(Records excerpted from a collection)
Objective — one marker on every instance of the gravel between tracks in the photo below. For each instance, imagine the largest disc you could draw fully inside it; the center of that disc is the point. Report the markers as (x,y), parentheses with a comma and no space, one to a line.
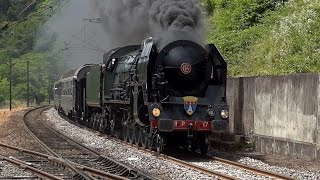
(145,162)
(12,132)
(162,168)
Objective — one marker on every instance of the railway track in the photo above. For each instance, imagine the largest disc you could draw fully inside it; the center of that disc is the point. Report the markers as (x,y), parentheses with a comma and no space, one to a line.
(198,157)
(67,158)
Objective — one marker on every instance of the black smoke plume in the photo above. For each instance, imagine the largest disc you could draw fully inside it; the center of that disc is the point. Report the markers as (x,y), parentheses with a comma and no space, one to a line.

Task statement: The data above should be restated exactly, with its images dropped.

Result of the exercise:
Objective — one marker on every instance of the gravel between tracks in the photo below. For each instance, imagine the largest disc you could draw fully inside it; the center of that disc is the point. Report the markers as (x,y), parentheses with a comma and no space, one to a line.
(145,162)
(12,132)
(162,168)
Objective — one marker on every instance of the railway track in the photo above. For each instance, imagine the largest disc you could draw fully inside it; the center of that disc is the point. Report the markers as (x,y), parentheses with a comma and no space, one to a line.
(198,157)
(67,158)
Objective — one marker on every instance of the black smoke plume in the photo above. For each instance, imagine the largest disc you could draw fully inside it; the center of that disc is the point. Report the markers as (x,y), parentheses with a comma and no space, one to a line.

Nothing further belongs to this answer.